#### Coordinate annotation records
__________

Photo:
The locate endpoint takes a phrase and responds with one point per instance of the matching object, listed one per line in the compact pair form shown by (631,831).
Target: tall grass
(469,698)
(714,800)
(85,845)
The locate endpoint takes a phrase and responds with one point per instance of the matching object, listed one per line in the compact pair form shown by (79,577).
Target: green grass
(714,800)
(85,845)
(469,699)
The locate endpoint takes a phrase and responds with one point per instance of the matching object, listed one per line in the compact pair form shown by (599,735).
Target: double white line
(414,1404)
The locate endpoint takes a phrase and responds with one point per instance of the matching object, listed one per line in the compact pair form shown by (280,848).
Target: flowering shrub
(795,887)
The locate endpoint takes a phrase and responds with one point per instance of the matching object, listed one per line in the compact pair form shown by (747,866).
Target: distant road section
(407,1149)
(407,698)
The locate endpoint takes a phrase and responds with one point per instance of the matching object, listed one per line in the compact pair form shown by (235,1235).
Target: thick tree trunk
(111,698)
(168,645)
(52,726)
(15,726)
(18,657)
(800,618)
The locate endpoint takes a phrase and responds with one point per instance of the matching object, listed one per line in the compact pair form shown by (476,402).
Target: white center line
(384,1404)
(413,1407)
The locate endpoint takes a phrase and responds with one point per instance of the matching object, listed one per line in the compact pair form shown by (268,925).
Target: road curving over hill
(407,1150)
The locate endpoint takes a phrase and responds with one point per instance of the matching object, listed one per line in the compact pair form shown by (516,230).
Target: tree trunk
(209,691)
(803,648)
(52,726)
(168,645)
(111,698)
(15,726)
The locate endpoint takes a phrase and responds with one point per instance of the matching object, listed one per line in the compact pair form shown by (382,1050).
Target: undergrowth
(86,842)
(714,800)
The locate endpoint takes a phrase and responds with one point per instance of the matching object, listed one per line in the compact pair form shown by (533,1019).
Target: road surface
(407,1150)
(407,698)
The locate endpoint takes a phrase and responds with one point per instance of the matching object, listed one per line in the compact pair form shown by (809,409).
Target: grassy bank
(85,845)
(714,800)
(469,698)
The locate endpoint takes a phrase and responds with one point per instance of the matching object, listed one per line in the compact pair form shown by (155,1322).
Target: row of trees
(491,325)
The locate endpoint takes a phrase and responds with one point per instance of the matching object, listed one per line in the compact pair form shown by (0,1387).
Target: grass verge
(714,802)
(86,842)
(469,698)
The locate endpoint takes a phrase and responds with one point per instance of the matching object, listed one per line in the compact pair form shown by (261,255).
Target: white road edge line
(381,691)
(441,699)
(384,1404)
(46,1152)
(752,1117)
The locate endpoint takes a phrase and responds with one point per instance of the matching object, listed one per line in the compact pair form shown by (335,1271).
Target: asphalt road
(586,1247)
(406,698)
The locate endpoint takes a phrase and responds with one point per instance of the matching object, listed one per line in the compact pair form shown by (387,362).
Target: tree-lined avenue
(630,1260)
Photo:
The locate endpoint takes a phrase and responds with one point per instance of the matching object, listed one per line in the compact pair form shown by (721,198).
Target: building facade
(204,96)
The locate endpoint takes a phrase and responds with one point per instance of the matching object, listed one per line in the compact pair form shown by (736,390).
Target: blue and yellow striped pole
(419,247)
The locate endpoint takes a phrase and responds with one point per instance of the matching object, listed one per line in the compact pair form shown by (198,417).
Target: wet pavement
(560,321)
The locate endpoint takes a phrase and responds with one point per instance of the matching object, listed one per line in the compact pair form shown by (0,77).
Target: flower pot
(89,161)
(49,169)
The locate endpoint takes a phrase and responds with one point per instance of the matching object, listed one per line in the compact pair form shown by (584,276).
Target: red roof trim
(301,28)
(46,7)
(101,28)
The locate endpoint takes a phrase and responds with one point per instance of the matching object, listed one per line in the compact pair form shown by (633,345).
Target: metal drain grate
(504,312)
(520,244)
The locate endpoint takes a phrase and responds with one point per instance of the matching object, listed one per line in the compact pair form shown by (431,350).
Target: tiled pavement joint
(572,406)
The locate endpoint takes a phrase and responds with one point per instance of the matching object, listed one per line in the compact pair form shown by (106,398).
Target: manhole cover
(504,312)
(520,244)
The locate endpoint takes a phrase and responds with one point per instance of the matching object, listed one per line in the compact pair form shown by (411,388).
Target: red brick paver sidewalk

__________

#### What you will do
Copy, word for word, the lines from the one containing "shown by (411,388)." through the last line above, including both.

#### Answer to this task
The locate endpoint takes a phrase and responds with one point per instance of the matching object, listed one per line in the compact pair form shown by (411,388).
Target: red brick paver sidewalk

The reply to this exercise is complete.